* **Excerpted records**:
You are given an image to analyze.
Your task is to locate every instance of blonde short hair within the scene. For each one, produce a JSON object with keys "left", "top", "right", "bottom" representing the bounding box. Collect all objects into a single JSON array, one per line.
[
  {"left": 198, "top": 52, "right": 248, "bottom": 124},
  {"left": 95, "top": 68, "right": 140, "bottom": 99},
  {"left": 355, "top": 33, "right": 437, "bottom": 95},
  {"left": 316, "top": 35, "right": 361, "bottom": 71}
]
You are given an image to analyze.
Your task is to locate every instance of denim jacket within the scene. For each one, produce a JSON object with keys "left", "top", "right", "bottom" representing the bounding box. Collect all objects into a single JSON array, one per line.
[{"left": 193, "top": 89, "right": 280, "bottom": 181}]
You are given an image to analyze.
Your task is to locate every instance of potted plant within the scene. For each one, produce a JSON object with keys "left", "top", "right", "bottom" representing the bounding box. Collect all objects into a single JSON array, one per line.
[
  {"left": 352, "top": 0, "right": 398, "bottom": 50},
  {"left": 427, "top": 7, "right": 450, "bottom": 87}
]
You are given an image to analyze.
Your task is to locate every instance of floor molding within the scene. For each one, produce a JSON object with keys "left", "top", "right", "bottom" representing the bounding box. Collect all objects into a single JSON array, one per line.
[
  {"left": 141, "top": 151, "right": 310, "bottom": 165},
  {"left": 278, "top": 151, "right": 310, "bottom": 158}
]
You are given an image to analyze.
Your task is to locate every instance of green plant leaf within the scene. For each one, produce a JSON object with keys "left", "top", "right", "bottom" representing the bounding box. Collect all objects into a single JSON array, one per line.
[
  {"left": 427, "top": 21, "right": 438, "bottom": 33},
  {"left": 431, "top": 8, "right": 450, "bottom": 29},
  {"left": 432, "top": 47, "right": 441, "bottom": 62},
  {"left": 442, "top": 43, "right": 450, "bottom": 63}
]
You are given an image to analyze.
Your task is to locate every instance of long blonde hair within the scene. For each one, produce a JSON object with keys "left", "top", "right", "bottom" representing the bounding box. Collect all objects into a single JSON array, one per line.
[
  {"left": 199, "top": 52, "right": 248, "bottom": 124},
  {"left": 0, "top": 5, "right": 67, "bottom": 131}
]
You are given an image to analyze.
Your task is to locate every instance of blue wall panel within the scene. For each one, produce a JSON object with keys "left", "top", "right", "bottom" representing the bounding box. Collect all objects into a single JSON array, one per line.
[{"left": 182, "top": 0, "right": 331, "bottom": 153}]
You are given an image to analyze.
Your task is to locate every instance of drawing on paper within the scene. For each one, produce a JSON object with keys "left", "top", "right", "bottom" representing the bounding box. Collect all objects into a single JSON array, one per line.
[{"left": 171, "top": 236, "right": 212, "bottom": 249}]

* **Activity**: Your answer must be the full listing, copied exactly.

* **Result**:
You are given an image to analyze.
Your task is to locate every instance of blonde short hair within the scene. For each one, produce a JSON object with keys "left", "top", "right", "bottom" representing the bounding box. Collect all objects into a single JSON array, one per line.
[
  {"left": 198, "top": 52, "right": 248, "bottom": 124},
  {"left": 95, "top": 68, "right": 140, "bottom": 99},
  {"left": 355, "top": 33, "right": 437, "bottom": 95},
  {"left": 316, "top": 35, "right": 361, "bottom": 71}
]
You are given an image to analyze.
Your task is to locate every instance of denim jacket within the scene. For each one, produce a JSON object with keys "left", "top", "right", "bottom" representing the bounding box. Collect all objects into a single JSON array, one per line.
[{"left": 193, "top": 89, "right": 280, "bottom": 181}]
You are given an image to analyze.
Your task is to locate every instance of potted plant within the scene. For each one, produce a JSON object with keys "left", "top", "right", "bottom" representing the bounding box. Collect all objects into a single JSON array, one per line.
[
  {"left": 352, "top": 0, "right": 398, "bottom": 50},
  {"left": 427, "top": 7, "right": 450, "bottom": 87}
]
You are given an image to analyze.
Your task is to locate every instance of floor molding within the scene. For each one, produce a JSON object with keys "left", "top", "right", "bottom" representing the bounding box. Collect all objects into a single JSON array, one per line.
[
  {"left": 141, "top": 151, "right": 310, "bottom": 165},
  {"left": 278, "top": 151, "right": 310, "bottom": 158}
]
You are given an image to analyze.
Your task is to locate every instance of green plant leaf within the scene. For each one, produce a JSON object with keys "left", "top", "right", "bottom" representing the bounding box. Collect all objects into a single JSON array, one per line.
[
  {"left": 427, "top": 21, "right": 438, "bottom": 33},
  {"left": 431, "top": 8, "right": 450, "bottom": 29},
  {"left": 432, "top": 47, "right": 441, "bottom": 62},
  {"left": 442, "top": 43, "right": 450, "bottom": 63}
]
You are given an image to analyze.
Your task is to locate every instance of long blonde hair within the scene. For each one, produce a JSON object with keys "left", "top", "right", "bottom" representing the bounding box. Collect all objects into a single JSON array, one per line.
[
  {"left": 199, "top": 52, "right": 248, "bottom": 124},
  {"left": 0, "top": 5, "right": 67, "bottom": 131}
]
You are given an image to analyze.
Your task is to locate every instance of blue wall panel within the scene. For each one, produce a JSON object with keys "left", "top", "right", "bottom" representing the bounding box. Collect all objects into a single JSON array, one per line.
[{"left": 182, "top": 0, "right": 331, "bottom": 153}]
You are given an image to analyze.
Your task is to locate every instance of drawing on paper within the scene. For each one, produce a JSON object with keys "left", "top", "right", "bottom" representing the bounding box. Collect all objects into a single JSON array, one per line.
[{"left": 171, "top": 236, "right": 212, "bottom": 249}]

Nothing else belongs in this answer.